All lines from the one with "Q: Find one point on every instance of the printed" through the end of the records below are to be given again exactly, and nothing else.

%%

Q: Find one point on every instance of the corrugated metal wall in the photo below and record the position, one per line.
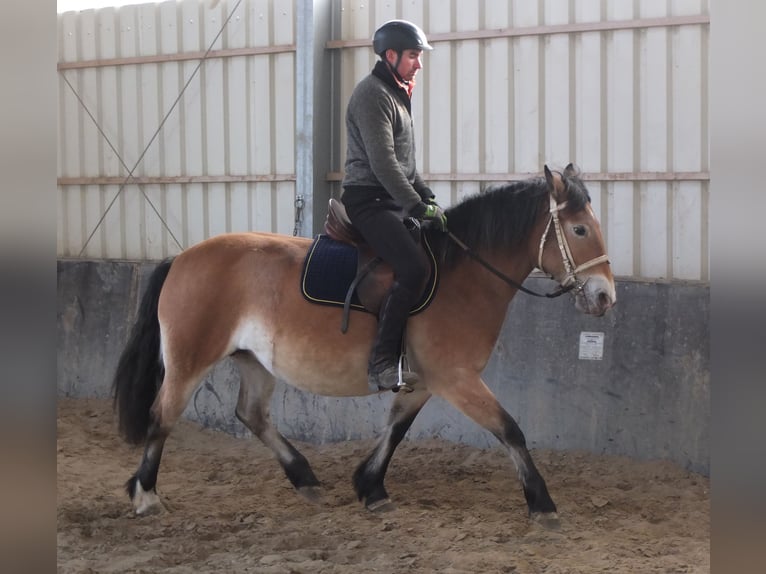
(620, 88)
(225, 157)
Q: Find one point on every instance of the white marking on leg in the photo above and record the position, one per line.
(145, 501)
(258, 338)
(521, 466)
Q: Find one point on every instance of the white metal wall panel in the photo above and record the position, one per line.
(224, 159)
(620, 88)
(624, 98)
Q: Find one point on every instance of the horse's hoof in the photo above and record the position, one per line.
(382, 505)
(548, 520)
(311, 493)
(146, 502)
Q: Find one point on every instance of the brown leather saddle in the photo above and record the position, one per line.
(374, 276)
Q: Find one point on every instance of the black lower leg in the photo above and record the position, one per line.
(535, 490)
(370, 474)
(150, 463)
(297, 469)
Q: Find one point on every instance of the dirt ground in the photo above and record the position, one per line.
(459, 509)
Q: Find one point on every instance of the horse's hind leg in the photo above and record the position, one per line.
(369, 475)
(255, 390)
(475, 400)
(173, 396)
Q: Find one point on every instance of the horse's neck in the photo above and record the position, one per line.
(476, 283)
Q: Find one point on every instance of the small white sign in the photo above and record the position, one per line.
(591, 345)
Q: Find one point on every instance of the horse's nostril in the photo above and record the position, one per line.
(604, 300)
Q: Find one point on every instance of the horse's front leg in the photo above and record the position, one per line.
(474, 399)
(369, 475)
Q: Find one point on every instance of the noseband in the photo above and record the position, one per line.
(570, 282)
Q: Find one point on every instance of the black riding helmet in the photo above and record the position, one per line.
(399, 35)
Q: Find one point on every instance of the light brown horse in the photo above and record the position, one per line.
(238, 295)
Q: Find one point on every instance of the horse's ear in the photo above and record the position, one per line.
(548, 176)
(571, 170)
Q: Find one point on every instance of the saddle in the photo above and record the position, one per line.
(374, 277)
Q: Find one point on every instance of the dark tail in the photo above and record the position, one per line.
(139, 372)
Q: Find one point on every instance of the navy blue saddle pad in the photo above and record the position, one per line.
(330, 267)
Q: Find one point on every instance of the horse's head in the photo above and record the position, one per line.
(572, 247)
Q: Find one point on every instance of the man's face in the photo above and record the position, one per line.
(409, 64)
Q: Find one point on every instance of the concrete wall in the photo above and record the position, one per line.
(648, 397)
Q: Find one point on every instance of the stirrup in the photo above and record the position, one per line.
(402, 384)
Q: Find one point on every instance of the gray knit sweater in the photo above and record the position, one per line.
(381, 143)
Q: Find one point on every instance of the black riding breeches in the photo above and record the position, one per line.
(385, 232)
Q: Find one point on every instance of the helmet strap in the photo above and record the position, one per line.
(394, 67)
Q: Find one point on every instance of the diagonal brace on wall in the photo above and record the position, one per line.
(130, 171)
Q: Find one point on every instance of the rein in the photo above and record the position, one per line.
(570, 282)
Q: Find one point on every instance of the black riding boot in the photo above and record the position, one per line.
(383, 368)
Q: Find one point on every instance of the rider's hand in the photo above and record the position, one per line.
(435, 214)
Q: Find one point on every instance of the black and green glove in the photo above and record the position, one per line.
(435, 214)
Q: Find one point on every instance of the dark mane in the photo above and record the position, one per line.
(502, 216)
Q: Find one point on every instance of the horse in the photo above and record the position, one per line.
(237, 295)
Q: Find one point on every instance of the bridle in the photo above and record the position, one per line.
(570, 281)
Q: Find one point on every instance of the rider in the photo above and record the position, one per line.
(381, 186)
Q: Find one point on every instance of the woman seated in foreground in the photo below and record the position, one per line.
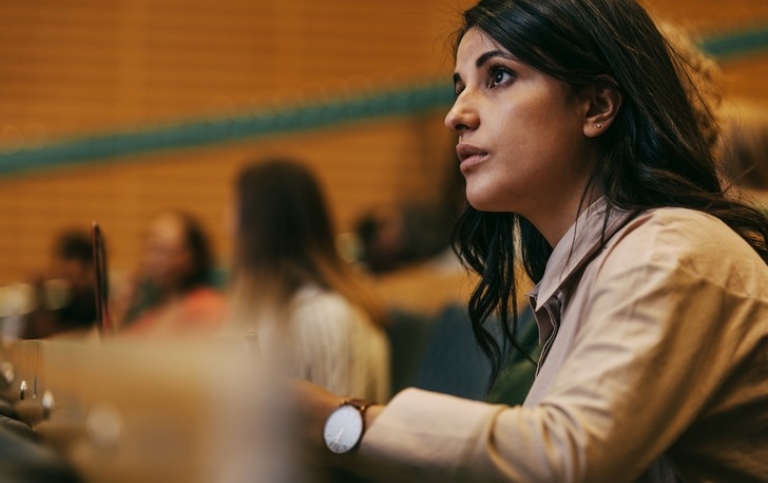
(578, 139)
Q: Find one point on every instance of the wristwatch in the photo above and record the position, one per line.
(345, 426)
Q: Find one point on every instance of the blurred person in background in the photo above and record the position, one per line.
(65, 298)
(292, 290)
(173, 294)
(744, 151)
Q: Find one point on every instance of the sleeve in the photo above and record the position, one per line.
(654, 348)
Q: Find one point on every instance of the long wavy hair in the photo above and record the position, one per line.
(655, 154)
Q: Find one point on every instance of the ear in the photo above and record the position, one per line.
(602, 102)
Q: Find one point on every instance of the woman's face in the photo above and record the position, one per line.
(521, 146)
(167, 260)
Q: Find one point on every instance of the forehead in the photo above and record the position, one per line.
(474, 43)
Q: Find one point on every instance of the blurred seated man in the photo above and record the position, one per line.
(744, 151)
(173, 293)
(65, 300)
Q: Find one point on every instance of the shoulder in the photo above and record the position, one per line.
(314, 305)
(682, 240)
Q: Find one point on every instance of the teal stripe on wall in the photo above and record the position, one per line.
(200, 132)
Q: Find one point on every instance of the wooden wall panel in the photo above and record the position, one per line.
(86, 66)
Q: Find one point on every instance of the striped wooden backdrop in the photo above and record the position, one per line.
(80, 67)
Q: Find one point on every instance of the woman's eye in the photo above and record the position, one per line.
(500, 75)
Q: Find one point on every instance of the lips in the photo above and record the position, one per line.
(469, 152)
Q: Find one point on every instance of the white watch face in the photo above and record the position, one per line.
(343, 429)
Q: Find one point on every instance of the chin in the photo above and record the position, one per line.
(484, 204)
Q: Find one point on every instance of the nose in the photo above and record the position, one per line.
(463, 115)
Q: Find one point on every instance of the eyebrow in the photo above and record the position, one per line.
(485, 57)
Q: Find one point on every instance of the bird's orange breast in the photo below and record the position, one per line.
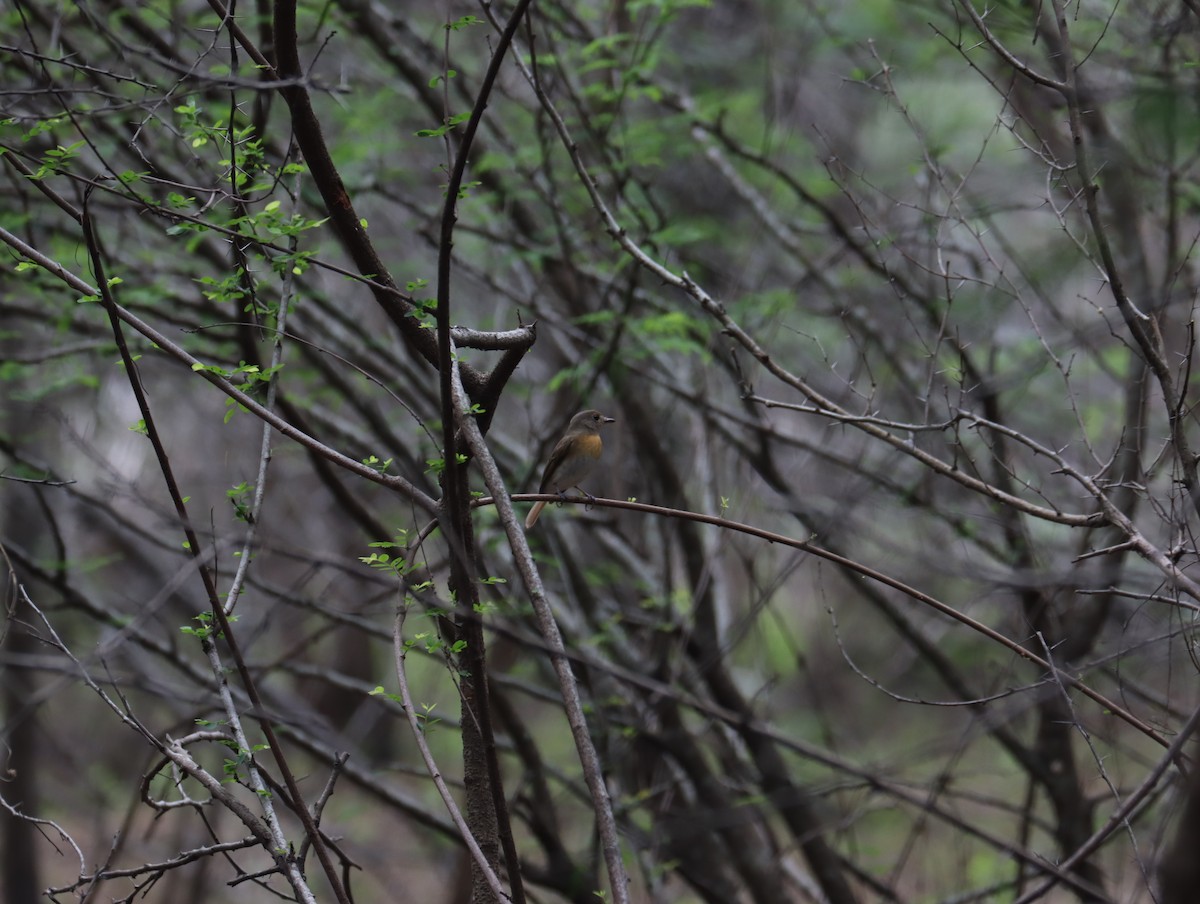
(589, 445)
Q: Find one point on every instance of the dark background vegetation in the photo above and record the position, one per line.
(899, 294)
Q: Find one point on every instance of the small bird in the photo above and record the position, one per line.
(573, 459)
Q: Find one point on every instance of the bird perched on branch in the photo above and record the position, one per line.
(573, 459)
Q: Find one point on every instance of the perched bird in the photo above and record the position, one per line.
(573, 459)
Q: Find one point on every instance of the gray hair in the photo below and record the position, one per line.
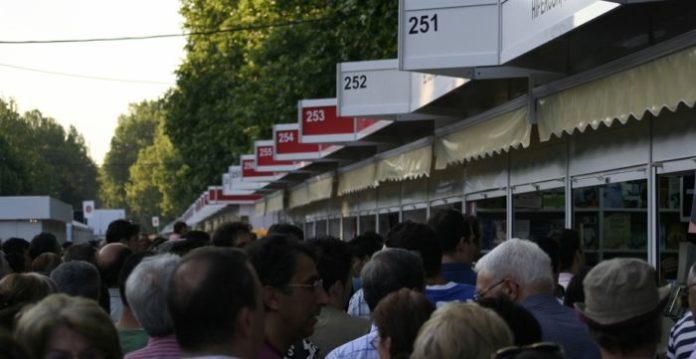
(390, 270)
(519, 259)
(146, 291)
(77, 278)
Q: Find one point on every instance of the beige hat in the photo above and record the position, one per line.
(621, 291)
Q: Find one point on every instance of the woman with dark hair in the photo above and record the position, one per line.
(398, 318)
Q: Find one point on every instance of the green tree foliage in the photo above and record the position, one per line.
(234, 85)
(40, 158)
(135, 131)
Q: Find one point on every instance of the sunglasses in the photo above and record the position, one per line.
(545, 349)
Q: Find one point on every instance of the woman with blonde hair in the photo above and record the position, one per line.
(61, 326)
(462, 331)
(20, 289)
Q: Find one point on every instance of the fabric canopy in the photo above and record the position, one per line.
(408, 165)
(357, 179)
(509, 130)
(651, 87)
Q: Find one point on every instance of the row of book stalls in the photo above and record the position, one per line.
(530, 117)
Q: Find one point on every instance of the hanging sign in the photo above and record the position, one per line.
(319, 123)
(265, 161)
(445, 35)
(528, 24)
(289, 147)
(250, 174)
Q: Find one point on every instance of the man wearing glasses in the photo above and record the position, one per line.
(293, 292)
(521, 271)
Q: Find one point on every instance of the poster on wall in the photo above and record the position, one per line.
(692, 218)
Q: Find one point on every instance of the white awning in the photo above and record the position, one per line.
(487, 137)
(650, 87)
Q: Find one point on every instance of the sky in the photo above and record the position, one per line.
(92, 106)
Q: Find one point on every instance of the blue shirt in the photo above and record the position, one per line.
(459, 273)
(560, 324)
(360, 348)
(450, 292)
(357, 306)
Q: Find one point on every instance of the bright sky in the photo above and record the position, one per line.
(92, 106)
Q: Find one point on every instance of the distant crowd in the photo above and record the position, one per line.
(423, 291)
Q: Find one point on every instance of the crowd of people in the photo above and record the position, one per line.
(422, 291)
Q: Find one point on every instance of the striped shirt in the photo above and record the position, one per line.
(360, 348)
(682, 338)
(157, 347)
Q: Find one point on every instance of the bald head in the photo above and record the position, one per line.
(110, 259)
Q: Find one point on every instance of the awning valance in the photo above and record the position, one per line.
(650, 87)
(274, 202)
(500, 133)
(357, 179)
(408, 165)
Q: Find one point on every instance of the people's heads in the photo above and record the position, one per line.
(286, 229)
(334, 267)
(293, 291)
(622, 307)
(462, 330)
(77, 278)
(390, 270)
(516, 268)
(42, 243)
(458, 234)
(45, 263)
(81, 252)
(180, 228)
(146, 291)
(215, 303)
(128, 266)
(235, 235)
(110, 259)
(398, 318)
(570, 250)
(420, 238)
(64, 326)
(20, 289)
(525, 328)
(362, 248)
(123, 231)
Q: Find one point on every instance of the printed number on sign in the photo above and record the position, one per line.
(422, 24)
(355, 82)
(285, 137)
(265, 152)
(315, 115)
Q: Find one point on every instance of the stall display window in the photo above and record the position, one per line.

%%

▶ [RESULT FOR THIS EXERCISE]:
Q: Find one point on every instance of the printed number on sign in the photo above and record the position, one per line.
(422, 24)
(355, 82)
(285, 137)
(265, 152)
(315, 115)
Q: Find one point on every instance of the stall display window in the photo above and record the position, one per line.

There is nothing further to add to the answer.